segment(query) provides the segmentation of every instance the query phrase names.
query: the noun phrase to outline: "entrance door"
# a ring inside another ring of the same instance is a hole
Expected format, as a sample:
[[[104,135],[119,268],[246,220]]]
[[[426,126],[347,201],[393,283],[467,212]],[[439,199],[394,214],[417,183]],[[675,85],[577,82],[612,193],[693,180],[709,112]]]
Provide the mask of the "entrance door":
• • • •
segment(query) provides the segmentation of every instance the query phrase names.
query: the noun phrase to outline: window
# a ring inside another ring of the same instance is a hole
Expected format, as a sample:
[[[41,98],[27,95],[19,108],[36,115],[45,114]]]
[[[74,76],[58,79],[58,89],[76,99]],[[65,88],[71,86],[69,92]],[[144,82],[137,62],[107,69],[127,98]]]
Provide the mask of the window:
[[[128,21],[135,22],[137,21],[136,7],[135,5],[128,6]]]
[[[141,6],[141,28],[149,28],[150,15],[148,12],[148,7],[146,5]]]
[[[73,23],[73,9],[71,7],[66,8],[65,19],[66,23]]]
• • • •
**TASK DESCRIPTION**
Going over every line of the entries, tally those containing the string "outline" and report only the figure.

**SOLUTION TO THIS TASK**
2